| WHAT YOU ARE ASKED TO DO |
According to the River Lea page, what was the Argon Road works called up to 1992?

| SOURCE DOCUMENT |
Wednesday, 29 February 2012

River Lea - Wild Marsh

River Lea
The River Lee, The Lea Navigation, the Aqueduct and Pymmes Brook all flow southwards

Post to the north Angel Road industry
Post to the east Banbury Reservoir
Post to the south Lockwood Reservoir

Argon Road
British Oxygen. In 1901 Aerators Ltd., - later Sparklets - built a new factory at Angel Road, where anew factory was built. After the war it sold most of the site to the British Oxygen Co. who extended the premises.  The works is known as the BOC Process Plant - up to 1992 it was Cyroplants, and it was an engineering works. They made Vacuum Insulated Tanks.  The large buildings which they use were bought from the Scott Lithgow Shipyard on the Clyde in the 1980s.

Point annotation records
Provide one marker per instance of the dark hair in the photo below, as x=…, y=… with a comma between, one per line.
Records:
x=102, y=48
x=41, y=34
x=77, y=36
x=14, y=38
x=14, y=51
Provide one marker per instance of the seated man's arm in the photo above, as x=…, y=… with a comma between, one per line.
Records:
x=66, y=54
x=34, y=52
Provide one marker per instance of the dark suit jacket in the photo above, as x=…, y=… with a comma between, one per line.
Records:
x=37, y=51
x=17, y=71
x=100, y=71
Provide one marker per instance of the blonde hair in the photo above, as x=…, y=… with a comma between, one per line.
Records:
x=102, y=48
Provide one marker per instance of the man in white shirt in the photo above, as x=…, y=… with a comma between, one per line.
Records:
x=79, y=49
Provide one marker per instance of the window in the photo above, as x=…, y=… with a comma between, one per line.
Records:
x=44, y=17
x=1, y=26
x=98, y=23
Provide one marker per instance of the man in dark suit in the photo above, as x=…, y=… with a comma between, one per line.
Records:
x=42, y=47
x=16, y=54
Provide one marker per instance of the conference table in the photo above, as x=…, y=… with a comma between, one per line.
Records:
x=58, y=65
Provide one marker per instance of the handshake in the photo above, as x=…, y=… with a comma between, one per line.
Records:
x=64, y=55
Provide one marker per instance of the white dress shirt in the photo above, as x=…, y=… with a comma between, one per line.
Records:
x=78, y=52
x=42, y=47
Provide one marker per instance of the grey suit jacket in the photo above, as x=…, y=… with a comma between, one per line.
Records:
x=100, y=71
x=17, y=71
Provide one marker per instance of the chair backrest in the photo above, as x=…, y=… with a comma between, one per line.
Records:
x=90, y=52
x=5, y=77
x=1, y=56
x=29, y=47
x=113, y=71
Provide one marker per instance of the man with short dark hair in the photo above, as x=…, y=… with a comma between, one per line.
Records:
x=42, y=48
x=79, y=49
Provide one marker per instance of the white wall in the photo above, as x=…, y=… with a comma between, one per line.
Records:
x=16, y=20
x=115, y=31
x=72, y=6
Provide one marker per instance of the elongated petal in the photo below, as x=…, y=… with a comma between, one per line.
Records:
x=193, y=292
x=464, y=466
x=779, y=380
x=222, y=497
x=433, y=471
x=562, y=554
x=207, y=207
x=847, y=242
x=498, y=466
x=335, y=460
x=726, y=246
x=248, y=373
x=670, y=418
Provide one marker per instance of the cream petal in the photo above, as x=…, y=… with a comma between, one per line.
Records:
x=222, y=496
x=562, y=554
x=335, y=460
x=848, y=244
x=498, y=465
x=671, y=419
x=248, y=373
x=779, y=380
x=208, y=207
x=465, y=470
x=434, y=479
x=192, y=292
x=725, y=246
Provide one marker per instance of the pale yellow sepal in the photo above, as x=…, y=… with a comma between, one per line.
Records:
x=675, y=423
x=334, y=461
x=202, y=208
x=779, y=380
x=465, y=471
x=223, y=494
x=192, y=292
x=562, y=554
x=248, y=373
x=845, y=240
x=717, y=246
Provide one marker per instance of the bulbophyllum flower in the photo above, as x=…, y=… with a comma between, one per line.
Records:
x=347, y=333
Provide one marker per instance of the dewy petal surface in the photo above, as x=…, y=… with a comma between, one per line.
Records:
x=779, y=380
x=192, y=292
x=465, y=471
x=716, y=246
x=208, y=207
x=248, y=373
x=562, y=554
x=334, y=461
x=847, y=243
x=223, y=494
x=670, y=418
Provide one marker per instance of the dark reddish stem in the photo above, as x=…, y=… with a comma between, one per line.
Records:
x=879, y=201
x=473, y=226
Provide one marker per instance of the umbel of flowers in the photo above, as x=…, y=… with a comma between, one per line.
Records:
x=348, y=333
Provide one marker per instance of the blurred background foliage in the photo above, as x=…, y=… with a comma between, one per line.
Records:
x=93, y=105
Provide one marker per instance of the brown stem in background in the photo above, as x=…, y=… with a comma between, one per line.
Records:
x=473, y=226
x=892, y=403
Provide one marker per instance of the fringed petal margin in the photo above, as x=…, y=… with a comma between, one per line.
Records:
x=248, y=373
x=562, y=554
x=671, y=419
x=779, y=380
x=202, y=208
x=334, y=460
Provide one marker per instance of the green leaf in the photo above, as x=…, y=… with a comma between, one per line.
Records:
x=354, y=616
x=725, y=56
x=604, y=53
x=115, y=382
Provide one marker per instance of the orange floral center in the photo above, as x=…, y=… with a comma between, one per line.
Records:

| ANSWER TO THE EXERCISE |
Cyroplants.